→ Exercise directions: This exercise calls for copying every line below that holds the word "locate".

→ Information given:
- Opening Delimiter -

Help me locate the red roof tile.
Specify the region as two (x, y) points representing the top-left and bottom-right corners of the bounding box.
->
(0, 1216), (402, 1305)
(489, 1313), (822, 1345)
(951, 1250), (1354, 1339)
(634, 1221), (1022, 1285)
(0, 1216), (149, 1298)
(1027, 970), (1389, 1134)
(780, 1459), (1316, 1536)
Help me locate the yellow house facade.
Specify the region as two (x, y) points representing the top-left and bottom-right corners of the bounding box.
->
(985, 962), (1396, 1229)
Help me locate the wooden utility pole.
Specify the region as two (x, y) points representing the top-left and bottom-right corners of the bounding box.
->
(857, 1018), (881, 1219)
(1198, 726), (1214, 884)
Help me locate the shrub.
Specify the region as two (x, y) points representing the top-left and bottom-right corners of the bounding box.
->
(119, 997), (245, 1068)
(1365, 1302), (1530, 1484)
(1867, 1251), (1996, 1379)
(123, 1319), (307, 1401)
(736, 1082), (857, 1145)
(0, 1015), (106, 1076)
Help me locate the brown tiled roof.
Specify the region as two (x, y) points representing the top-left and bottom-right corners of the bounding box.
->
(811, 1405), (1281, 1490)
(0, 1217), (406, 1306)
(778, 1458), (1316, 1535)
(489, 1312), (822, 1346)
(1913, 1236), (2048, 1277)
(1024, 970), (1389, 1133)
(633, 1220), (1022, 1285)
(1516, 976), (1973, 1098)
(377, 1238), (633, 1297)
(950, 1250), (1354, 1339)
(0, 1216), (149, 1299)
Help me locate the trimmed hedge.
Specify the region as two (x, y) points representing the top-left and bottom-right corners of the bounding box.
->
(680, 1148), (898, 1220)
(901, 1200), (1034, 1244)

- Closing Delimiter -

→ Reply:
Help me locate the red roof tile.
Help me locate the yellow house facade.
Help me locate the wooden utility pole.
Help me locate the shrub.
Help me locate the brown tiled roof.
Help me locate the trimmed hedge.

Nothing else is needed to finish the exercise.